━━━━━ Records supplied
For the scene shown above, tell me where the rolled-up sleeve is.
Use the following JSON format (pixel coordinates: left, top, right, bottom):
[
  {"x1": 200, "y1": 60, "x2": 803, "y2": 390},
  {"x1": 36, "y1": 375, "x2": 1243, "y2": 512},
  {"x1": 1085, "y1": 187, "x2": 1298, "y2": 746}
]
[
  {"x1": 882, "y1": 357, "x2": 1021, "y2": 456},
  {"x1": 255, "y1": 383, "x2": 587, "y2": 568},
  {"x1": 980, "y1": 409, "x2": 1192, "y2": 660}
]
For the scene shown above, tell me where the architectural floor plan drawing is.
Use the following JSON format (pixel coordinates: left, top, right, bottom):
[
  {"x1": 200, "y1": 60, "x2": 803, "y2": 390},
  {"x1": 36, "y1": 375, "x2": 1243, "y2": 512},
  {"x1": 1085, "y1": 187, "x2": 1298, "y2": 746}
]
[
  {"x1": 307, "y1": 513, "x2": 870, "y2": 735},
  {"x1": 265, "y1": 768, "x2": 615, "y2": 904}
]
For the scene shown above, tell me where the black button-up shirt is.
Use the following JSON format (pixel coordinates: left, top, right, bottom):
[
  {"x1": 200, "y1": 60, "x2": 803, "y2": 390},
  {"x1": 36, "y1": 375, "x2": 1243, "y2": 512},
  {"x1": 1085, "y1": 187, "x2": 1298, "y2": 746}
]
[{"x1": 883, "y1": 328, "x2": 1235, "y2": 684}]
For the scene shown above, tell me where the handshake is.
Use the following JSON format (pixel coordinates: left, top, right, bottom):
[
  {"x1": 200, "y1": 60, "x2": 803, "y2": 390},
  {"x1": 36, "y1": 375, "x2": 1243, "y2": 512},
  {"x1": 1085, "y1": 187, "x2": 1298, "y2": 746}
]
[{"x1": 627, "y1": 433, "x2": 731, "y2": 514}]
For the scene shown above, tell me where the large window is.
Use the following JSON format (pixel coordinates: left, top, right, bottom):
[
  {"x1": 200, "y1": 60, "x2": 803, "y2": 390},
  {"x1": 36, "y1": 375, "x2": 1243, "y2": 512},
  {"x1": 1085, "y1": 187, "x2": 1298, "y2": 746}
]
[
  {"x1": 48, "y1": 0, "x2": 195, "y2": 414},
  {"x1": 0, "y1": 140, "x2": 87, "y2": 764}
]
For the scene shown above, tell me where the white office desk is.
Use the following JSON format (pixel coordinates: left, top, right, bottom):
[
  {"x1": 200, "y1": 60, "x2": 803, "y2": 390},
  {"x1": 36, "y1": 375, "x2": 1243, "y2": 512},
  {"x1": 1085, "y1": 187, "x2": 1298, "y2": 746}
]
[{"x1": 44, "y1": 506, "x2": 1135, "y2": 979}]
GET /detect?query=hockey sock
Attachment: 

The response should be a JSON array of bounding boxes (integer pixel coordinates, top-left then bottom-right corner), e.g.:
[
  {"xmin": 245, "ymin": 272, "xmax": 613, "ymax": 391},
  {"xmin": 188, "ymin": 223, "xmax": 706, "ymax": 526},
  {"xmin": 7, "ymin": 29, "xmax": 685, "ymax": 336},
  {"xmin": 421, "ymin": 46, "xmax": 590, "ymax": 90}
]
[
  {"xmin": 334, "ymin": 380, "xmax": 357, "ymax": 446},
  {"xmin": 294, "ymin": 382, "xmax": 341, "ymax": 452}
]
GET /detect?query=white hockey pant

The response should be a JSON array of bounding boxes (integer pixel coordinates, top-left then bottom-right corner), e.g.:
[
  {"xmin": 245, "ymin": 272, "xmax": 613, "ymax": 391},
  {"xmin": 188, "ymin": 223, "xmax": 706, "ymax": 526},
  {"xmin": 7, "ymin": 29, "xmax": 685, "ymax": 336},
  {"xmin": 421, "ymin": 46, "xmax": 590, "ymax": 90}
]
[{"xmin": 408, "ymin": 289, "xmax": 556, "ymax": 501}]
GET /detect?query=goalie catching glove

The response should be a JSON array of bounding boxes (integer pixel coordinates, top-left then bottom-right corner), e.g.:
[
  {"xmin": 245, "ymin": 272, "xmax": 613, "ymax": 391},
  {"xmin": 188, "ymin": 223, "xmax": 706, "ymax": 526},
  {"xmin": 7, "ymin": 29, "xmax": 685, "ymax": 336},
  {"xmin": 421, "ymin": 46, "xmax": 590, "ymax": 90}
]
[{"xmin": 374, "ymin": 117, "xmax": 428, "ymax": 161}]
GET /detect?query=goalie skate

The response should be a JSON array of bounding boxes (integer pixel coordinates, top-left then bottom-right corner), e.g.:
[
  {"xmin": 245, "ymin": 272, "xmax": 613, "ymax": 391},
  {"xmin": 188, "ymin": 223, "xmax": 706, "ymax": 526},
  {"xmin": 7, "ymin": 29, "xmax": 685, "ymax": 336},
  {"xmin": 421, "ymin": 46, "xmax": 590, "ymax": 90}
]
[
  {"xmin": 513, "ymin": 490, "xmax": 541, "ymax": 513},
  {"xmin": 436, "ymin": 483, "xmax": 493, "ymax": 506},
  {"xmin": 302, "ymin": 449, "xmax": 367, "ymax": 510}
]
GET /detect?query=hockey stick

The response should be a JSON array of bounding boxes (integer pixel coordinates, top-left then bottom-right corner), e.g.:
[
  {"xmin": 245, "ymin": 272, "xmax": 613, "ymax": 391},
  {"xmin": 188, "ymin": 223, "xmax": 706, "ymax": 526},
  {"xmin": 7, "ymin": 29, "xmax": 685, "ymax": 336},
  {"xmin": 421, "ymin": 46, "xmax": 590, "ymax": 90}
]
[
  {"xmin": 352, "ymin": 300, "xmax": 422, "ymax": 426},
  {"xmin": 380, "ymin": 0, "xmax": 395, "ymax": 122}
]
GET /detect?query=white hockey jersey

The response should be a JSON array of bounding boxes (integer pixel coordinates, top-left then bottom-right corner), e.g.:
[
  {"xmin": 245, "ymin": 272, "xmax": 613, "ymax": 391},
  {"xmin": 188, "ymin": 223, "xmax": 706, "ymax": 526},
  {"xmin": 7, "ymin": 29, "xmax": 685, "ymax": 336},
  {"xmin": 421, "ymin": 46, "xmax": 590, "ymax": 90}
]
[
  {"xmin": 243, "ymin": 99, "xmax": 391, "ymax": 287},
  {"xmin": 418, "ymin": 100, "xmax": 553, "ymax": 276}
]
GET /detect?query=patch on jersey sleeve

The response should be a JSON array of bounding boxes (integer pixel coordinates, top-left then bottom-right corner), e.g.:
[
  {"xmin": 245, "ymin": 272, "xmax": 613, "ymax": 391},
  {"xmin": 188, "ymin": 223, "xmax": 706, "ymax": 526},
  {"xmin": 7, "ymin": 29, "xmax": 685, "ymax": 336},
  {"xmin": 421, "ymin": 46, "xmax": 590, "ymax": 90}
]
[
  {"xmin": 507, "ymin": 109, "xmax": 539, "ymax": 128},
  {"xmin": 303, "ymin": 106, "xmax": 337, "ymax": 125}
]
━━━━━━━━━━
» **Problem to work on**: Down to the final line, write out all of the material exactly.

» **Answer section**:
For the scene shown above, tell me where the rolled-up sleeve is.
Use the following JSON format (pixel coordinates: left, top, right, bottom):
[
  {"x1": 200, "y1": 60, "x2": 803, "y2": 390},
  {"x1": 36, "y1": 375, "x2": 1243, "y2": 512},
  {"x1": 1085, "y1": 187, "x2": 1298, "y2": 746}
]
[
  {"x1": 882, "y1": 357, "x2": 1021, "y2": 456},
  {"x1": 255, "y1": 383, "x2": 587, "y2": 568},
  {"x1": 980, "y1": 409, "x2": 1192, "y2": 660}
]
For the scene shown above, tell me where the architectural floor plan drawing is.
Use the following JSON format (pixel coordinates: left, top, right, bottom):
[
  {"x1": 200, "y1": 60, "x2": 803, "y2": 390},
  {"x1": 36, "y1": 375, "x2": 1243, "y2": 512},
  {"x1": 1085, "y1": 187, "x2": 1298, "y2": 746}
]
[
  {"x1": 307, "y1": 513, "x2": 870, "y2": 735},
  {"x1": 265, "y1": 768, "x2": 615, "y2": 904}
]
For the scene shown above, tell me where the black button-up shirt is.
Use the following JSON format (pixel coordinates: left, top, right, bottom):
[
  {"x1": 200, "y1": 60, "x2": 803, "y2": 390},
  {"x1": 36, "y1": 375, "x2": 1243, "y2": 512},
  {"x1": 1085, "y1": 187, "x2": 1298, "y2": 746}
]
[{"x1": 883, "y1": 328, "x2": 1235, "y2": 684}]
For the scene shown above, tell me where the handshake is.
Use the following JSON format (pixel coordinates: left, top, right, bottom):
[
  {"x1": 200, "y1": 60, "x2": 803, "y2": 390},
  {"x1": 36, "y1": 375, "x2": 1243, "y2": 512},
  {"x1": 1085, "y1": 187, "x2": 1298, "y2": 746}
]
[{"x1": 627, "y1": 433, "x2": 731, "y2": 514}]
For the scene shown above, tell me where the large window is.
Use the following JSON format (pixel coordinates: left, top, right, bottom):
[
  {"x1": 200, "y1": 60, "x2": 803, "y2": 390},
  {"x1": 36, "y1": 375, "x2": 1243, "y2": 512},
  {"x1": 1085, "y1": 187, "x2": 1298, "y2": 746}
]
[
  {"x1": 48, "y1": 0, "x2": 195, "y2": 414},
  {"x1": 0, "y1": 140, "x2": 87, "y2": 764}
]
For the scene shown above, tell me where the white office desk is.
Use the following JSON format (pixel coordinates: left, top, right, bottom):
[
  {"x1": 200, "y1": 60, "x2": 803, "y2": 390},
  {"x1": 36, "y1": 375, "x2": 1243, "y2": 512},
  {"x1": 1085, "y1": 187, "x2": 1298, "y2": 746}
]
[{"x1": 44, "y1": 506, "x2": 1135, "y2": 979}]
GET /detect?query=hockey sock
Attachment: 

The response should be a JSON array of bounding boxes (integer pixel coordinates, top-left then bottom-right corner), e.g.:
[
  {"xmin": 245, "ymin": 272, "xmax": 613, "ymax": 391},
  {"xmin": 188, "ymin": 223, "xmax": 706, "ymax": 526},
  {"xmin": 7, "ymin": 29, "xmax": 685, "ymax": 336},
  {"xmin": 421, "ymin": 46, "xmax": 590, "ymax": 90}
]
[
  {"xmin": 334, "ymin": 380, "xmax": 357, "ymax": 446},
  {"xmin": 294, "ymin": 382, "xmax": 341, "ymax": 452}
]
GET /detect?query=white hockey pant

The response should be a JSON array of bounding boxes (integer pixel coordinates, top-left then bottom-right corner), e.g.:
[
  {"xmin": 245, "ymin": 272, "xmax": 613, "ymax": 391},
  {"xmin": 188, "ymin": 223, "xmax": 706, "ymax": 526},
  {"xmin": 7, "ymin": 29, "xmax": 685, "ymax": 336},
  {"xmin": 421, "ymin": 46, "xmax": 590, "ymax": 90}
]
[{"xmin": 408, "ymin": 289, "xmax": 556, "ymax": 501}]
GET /detect?query=goalie catching glove

The response should be a JSON array of bounding boxes (integer pixel coordinates, top-left then bottom-right corner), e.g.:
[
  {"xmin": 245, "ymin": 272, "xmax": 613, "ymax": 391},
  {"xmin": 188, "ymin": 223, "xmax": 706, "ymax": 526},
  {"xmin": 7, "ymin": 29, "xmax": 685, "ymax": 336},
  {"xmin": 421, "ymin": 46, "xmax": 590, "ymax": 90}
]
[{"xmin": 374, "ymin": 117, "xmax": 428, "ymax": 161}]
GET /detect?query=goalie skate

The response should be a JSON array of bounding boxes (integer pixel coordinates, top-left then bottom-right corner), e.g.:
[
  {"xmin": 245, "ymin": 272, "xmax": 613, "ymax": 391},
  {"xmin": 188, "ymin": 223, "xmax": 706, "ymax": 526},
  {"xmin": 7, "ymin": 29, "xmax": 685, "ymax": 336},
  {"xmin": 421, "ymin": 46, "xmax": 590, "ymax": 90}
]
[
  {"xmin": 513, "ymin": 490, "xmax": 541, "ymax": 513},
  {"xmin": 436, "ymin": 483, "xmax": 493, "ymax": 506},
  {"xmin": 302, "ymin": 449, "xmax": 367, "ymax": 510}
]
GET /detect?query=hockey stick

The response should be a JSON array of bounding boxes (integer pixel coordinates, top-left then bottom-right corner), e.g.:
[
  {"xmin": 245, "ymin": 272, "xmax": 613, "ymax": 391},
  {"xmin": 188, "ymin": 223, "xmax": 706, "ymax": 526},
  {"xmin": 7, "ymin": 29, "xmax": 685, "ymax": 336},
  {"xmin": 421, "ymin": 46, "xmax": 590, "ymax": 90}
]
[
  {"xmin": 352, "ymin": 300, "xmax": 422, "ymax": 426},
  {"xmin": 380, "ymin": 0, "xmax": 395, "ymax": 122}
]
GET /detect?query=white hockey jersey

The response should be a JSON array of bounding boxes (integer pixel coordinates, top-left then bottom-right corner), e.g.:
[
  {"xmin": 245, "ymin": 272, "xmax": 613, "ymax": 391},
  {"xmin": 188, "ymin": 223, "xmax": 706, "ymax": 526},
  {"xmin": 7, "ymin": 29, "xmax": 685, "ymax": 336},
  {"xmin": 421, "ymin": 46, "xmax": 590, "ymax": 90}
]
[
  {"xmin": 243, "ymin": 99, "xmax": 391, "ymax": 287},
  {"xmin": 418, "ymin": 100, "xmax": 553, "ymax": 276}
]
GET /detect?query=patch on jersey sleeve

The response should be a JSON array of bounding boxes (integer pixel coordinates, top-left then bottom-right corner), e.g.:
[
  {"xmin": 245, "ymin": 272, "xmax": 613, "ymax": 391},
  {"xmin": 188, "ymin": 223, "xmax": 706, "ymax": 526},
  {"xmin": 7, "ymin": 29, "xmax": 685, "ymax": 336},
  {"xmin": 421, "ymin": 46, "xmax": 590, "ymax": 90}
]
[
  {"xmin": 507, "ymin": 109, "xmax": 539, "ymax": 128},
  {"xmin": 303, "ymin": 106, "xmax": 337, "ymax": 125}
]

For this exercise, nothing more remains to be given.